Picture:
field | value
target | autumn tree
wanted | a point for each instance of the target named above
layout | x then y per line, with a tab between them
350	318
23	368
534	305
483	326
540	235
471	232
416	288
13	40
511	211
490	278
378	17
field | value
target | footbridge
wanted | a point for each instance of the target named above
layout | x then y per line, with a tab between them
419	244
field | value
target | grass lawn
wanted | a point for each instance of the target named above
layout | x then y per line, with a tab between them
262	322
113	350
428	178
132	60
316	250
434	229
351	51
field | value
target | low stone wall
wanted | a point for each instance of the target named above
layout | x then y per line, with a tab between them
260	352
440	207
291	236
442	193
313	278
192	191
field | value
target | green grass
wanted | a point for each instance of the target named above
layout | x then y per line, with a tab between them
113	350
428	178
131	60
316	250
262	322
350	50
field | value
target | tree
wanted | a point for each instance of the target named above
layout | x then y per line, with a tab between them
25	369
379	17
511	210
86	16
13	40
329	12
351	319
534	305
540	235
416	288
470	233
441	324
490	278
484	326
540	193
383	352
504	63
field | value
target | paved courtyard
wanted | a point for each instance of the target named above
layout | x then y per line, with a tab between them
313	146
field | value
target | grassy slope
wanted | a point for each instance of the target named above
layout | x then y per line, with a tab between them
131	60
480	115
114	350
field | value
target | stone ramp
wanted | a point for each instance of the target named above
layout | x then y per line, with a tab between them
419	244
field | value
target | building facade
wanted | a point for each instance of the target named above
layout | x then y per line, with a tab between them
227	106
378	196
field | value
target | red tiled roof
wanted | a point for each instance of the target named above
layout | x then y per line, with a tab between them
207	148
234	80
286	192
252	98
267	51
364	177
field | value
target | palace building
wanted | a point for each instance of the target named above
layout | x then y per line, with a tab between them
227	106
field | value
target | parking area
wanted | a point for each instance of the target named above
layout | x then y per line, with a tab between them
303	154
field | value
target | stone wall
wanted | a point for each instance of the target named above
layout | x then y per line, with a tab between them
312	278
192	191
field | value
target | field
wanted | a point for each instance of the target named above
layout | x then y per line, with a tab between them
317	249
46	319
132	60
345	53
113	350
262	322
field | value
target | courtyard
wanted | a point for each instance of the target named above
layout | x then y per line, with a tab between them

..............................

What to produce
Give all the entries again exactly; leave none out.

Problem solution
Picture:
field | value
target | autumn tree
wanted | a point for each instance of the target named above
layout | x then y per line, with a tab between them
350	318
23	368
534	305
483	326
540	235
471	232
416	288
13	40
511	211
490	278
378	17
field | value
target | footbridge
wanted | a point for each instance of the target named above
layout | x then y per line, with a tab between them
419	244
field | value
target | grass lawn
wanted | a point for each instance of the target named above
layout | x then y per line, with a tab between them
262	322
113	350
428	178
132	60
316	250
434	229
351	51
field | value
target | low stone wall
wanted | a point for each instance of the target named above
layout | x then y per line, with a tab between them
260	352
440	207
291	236
442	193
313	278
192	191
field | value
target | green grass
wanted | a point for each instance of the target named above
layout | x then y per line, with a tab between them
113	350
428	178
131	60
316	250
262	322
350	50
field | value
target | tree
wanted | a point for each instance of the target named above
layout | x then y per line, with a tab between them
25	369
379	17
511	210
86	16
13	40
329	12
351	319
534	305
540	235
416	288
470	233
441	324
490	278
484	326
540	193
383	352
504	63
field | value
target | paved courtyard
wanted | a point for each instance of the target named above
layout | x then y per line, with a tab between them
313	146
field | value
target | grassy slope
wanted | a point for each instance of the target named above
layout | x then y per line, with a tab between them
131	60
480	115
114	350
field | value
target | stone ramp
wanted | a point for each instance of the target named above
layout | x then y per line, with a tab between them
419	244
field | value
target | building facade
wanted | a point for each instance of the target named above
layout | x then y per line, with a tab between them
227	106
378	196
field | value
target | red tiled roof
wanted | a point for each instance of the target named above
layout | x then y per line, with a tab between them
207	148
234	80
286	192
252	98
267	51
364	177
field | value
target | palace building
wanted | a point for each instance of the target named above
layout | x then y per line, with a tab between them
227	106
field | value
target | parking area
wanted | a point for each instance of the target named above
layout | x then y per line, with a tab between them
303	154
field | value
target | stone wall
wanted | a point for each instance of the target named above
layout | x then y per line, with a tab between them
312	278
192	191
field | value
target | field
wanted | a point for each instance of the target named above
layout | x then y per line, with a tab between them
317	249
46	319
132	60
345	53
113	350
262	322
field | value
target | courtyard
wanted | a point for each instance of the target named above
layout | x then y per line, with a tab between them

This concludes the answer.